[Page text]
_ _ _ _ _
SAS Doctors contribute to the work of medical royal colleges to maintain standards of patient care and development of future generations of eye doctors

  • 04 Aug 2023
  • RCOphth

As the demand of patient care and backlogs continue to put pressure on trusts and eye care units, a consequence is the difficulty in medical royal colleges being able to maintain high standards and resources to assess, examine, educate and train future generations of ophthalmologists and eye care professionals to deliver comprehensive care to patients safely and in a timely way.  These responsibilities are incorporated into the charter of royal colleges.

It is vital that senior SAS doctors, as well as consultants, are given professional leave to carry out these important areas of support.  Ben Burton, RCOphth President said, ‘SAS doctors should be acknowledged for their important contribution to medical royal college work, including Council and committee representation, as well as being available to offer guidance, examination, training and educational content’.
_ _ _ _ _
[Prompt] In the news item on SAS doctors, who is named as RCOphth President? None of the data after this text is needed.

[Data section]
_ _ _ _ _
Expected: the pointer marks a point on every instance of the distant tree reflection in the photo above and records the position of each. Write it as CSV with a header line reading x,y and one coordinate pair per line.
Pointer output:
_ _ _ _ _
[Task answer] Ben Burton